--- PAGE TEXT ---

○ ○ ○ ○ ○

Obligingly Noxious
Slavoj Žižek, Disparities
Bloomsbury, 456pp, £19.99, ISBN 9781474272704
reviewed by Stuart Walton
Halfway through his latest theoretical work, Slavoj Žižek undergoes an exploratory colonoscopy. Naturally, he does nothing so dull as share its results with us, but is more fascinated by the fact that, after the procedure, the consultant discreetly offers him a DVD of the examination. What on earth is one expected to do with it? Žižek wonders whether it might make a nice change to the bill of fare on the nights he gets together with old friends to watch a classic film. Playing next in this house: 'a deep journey into the innermost core of my being.' Such self-examinings are the late manifestation of the classical injunction to 'Know thyself', written above the entrance to the sacred precinct at Delphi and now apparently at the contemporary metaphysician's rectal entrance.

○ ○ ○ ○ ○

--- EXTRACTED INFORMATION ---
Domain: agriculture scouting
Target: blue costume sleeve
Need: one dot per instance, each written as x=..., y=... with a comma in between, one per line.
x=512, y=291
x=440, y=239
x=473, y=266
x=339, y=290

○ ○ ○ ○ ○

--- TASKS AND EXERCISES ---
[A] Rewrite the rows that follow the review of Disparities, changing "agriculture scouting" to "field scouting" and keeping everything else the same.
[B] Continue the review of Disparities, starting after its last sentence.

--- TASK RESULTS ---
[A]
Domain: field scouting
Target: blue costume sleeve
Need: one dot per instance, each written as x=..., y=... with a comma in between, one per line.
x=512, y=291
x=440, y=239
x=473, y=266
x=339, y=290

[B]
Disparities is the most recent substantial volume of Žižek's continuing panoptical address to global modernity. The angle this time is the notion of discrepancy, disagreement, discordance, the inequality of terms in an equation, that not only sustains the movement of the dialectical process, but provides a multiplicity of unusual focal points from which to view the densely meshed network of capitalist reality. Disparities are the holes torn in this network, but they also expose the lacks and inconsistencies in the subject doing the viewing, who has not, at least since Hegel, been the autonomous sovereign perceiver, but a part of torn reality in himself. Žižek follows this notion through a framework loosely modelled on the old Platonic ideals of the true (ontology, epistemology), the beautiful (aesthetics) and the good (theology and politics).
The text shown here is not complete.